WHAT NEEDS TO BE DONE => Copy down all of the data underneath, exactly as shown.

DATA FOR THE TASK =>

□ □ □

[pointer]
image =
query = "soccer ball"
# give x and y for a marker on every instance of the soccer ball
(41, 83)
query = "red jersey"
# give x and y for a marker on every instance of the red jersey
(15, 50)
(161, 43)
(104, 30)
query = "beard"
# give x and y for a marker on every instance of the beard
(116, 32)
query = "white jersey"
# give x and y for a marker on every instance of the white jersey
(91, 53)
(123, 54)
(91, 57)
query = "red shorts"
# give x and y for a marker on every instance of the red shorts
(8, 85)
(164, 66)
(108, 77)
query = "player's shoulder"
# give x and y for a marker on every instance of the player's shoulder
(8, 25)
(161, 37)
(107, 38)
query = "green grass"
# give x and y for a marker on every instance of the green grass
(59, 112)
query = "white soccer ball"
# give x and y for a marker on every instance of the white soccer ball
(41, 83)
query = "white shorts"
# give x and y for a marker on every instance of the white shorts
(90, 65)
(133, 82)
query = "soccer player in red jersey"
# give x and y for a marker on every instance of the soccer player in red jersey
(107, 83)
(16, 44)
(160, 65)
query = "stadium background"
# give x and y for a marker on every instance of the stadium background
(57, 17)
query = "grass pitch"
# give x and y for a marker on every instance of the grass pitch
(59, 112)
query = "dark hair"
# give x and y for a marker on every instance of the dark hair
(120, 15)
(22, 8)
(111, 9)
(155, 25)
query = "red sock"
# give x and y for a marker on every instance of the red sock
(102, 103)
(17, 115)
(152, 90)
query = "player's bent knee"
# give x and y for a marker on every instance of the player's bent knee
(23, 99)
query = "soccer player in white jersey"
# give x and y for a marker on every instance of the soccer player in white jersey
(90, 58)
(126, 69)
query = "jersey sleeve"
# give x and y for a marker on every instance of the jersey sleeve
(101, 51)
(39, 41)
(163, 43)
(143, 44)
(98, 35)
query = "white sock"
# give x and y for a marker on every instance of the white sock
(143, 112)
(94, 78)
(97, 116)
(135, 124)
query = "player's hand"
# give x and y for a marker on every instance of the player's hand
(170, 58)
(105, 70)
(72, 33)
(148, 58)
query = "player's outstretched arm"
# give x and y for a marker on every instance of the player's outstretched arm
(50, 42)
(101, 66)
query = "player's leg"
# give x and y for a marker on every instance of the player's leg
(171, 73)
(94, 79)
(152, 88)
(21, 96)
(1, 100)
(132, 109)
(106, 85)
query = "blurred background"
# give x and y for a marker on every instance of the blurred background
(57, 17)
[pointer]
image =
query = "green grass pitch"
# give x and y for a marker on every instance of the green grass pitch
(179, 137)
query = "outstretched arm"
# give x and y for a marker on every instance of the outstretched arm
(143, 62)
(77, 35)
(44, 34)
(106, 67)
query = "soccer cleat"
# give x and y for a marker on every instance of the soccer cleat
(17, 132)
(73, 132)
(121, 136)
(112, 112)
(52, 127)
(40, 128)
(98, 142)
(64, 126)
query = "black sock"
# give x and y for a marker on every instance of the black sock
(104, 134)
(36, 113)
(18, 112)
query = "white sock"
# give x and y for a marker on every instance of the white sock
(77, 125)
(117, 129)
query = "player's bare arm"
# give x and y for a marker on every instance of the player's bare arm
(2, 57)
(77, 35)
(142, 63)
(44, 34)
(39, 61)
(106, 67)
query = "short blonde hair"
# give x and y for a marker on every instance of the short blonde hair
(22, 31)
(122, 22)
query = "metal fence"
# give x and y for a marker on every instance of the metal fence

□ □ □

ANSWER TO THE PROBLEM =>
[pointer]
image =
query = "soccer ball"
# give x and y for a marker on every instance of the soccer ball
(41, 83)
query = "red jersey"
# give x and y for a marker on every instance of the red jersey
(15, 50)
(161, 43)
(104, 30)
query = "beard"
# give x and y for a marker on every instance of the beard
(116, 32)
query = "white jersey"
# give x and y for a marker on every instance of the white jersey
(91, 53)
(123, 54)
(91, 57)
query = "red shorts"
# give x and y for a marker on every instance of the red shorts
(8, 85)
(164, 66)
(108, 77)
query = "player's shoulder"
# give x and y for a marker on every instance of the player's shoulder
(8, 25)
(161, 37)
(107, 38)
query = "green grass"
# give x and y for a marker on every instance of the green grass
(59, 112)
query = "white soccer ball"
# give x and y for a marker on every instance of the white soccer ball
(41, 83)
query = "white shorts"
# give x and y for a marker on every instance of the white shorts
(90, 65)
(133, 82)
query = "soccer player in red jersey"
# give x and y for a marker on every instance of the soccer player in red jersey
(107, 83)
(16, 44)
(160, 65)
query = "stadium background"
# give x and y for a marker on every instance of the stadium background
(57, 17)
query = "grass pitch"
# give x and y for a marker on every instance of the grass pitch
(59, 112)
query = "dark hair"
# give x and y for a marker on every instance of the dark hair
(120, 15)
(22, 8)
(111, 9)
(155, 25)
query = "red sock"
# give x and y for a marker on every instance of the red sock
(102, 103)
(17, 115)
(152, 90)
query = "player's bent knee"
# give x and y for a marker on every instance of the player's bent knee
(23, 99)
query = "soccer player in white jersey"
# give x and y for a marker on every instance of the soccer player in white jersey
(90, 58)
(126, 69)
query = "jersey sleeve"
# give x and y for a marker on every instance of the jersey sleeve
(101, 51)
(39, 41)
(163, 43)
(143, 44)
(98, 35)
query = "white sock"
# give x and y for a marker on every instance of the white sock
(143, 112)
(94, 78)
(97, 116)
(135, 124)
query = "player's hand"
# give x and y for a marker on every instance of the player's hand
(170, 58)
(105, 70)
(72, 33)
(148, 58)
query = "player's outstretched arm"
# give x and y for a marker on every instance of the player's outstretched arm
(50, 42)
(101, 66)
query = "player's leg"
# give x and y for a marker on every instance of the player's leg
(171, 73)
(94, 79)
(152, 88)
(21, 96)
(1, 100)
(132, 109)
(106, 85)
query = "blurred background"
# give x and y for a marker on every instance of the blurred background
(57, 17)
[pointer]
image =
query = "green grass pitch"
# give x and y for a marker on every instance of the green grass pitch
(179, 137)
query = "outstretched arm"
# give x and y for a marker on every instance of the outstretched arm
(143, 62)
(77, 35)
(44, 34)
(106, 67)
query = "soccer cleat"
# give x and y for a marker on every instance of the soccer cleat
(17, 132)
(73, 132)
(121, 136)
(112, 112)
(52, 127)
(40, 128)
(98, 142)
(64, 126)
query = "black sock"
# give x and y for a marker on every instance of the black sock
(104, 134)
(36, 113)
(18, 112)
query = "white sock"
# give x and y for a marker on every instance of the white sock
(77, 125)
(117, 129)
query = "player's bare arm"
# give x and y for a marker on every instance of the player's bare arm
(2, 57)
(77, 35)
(142, 63)
(44, 34)
(39, 61)
(106, 67)
query = "short blonde hair"
# give x and y for a marker on every instance of the short blonde hair
(22, 31)
(122, 22)
query = "metal fence"
# give x and y for a marker on every instance of the metal fence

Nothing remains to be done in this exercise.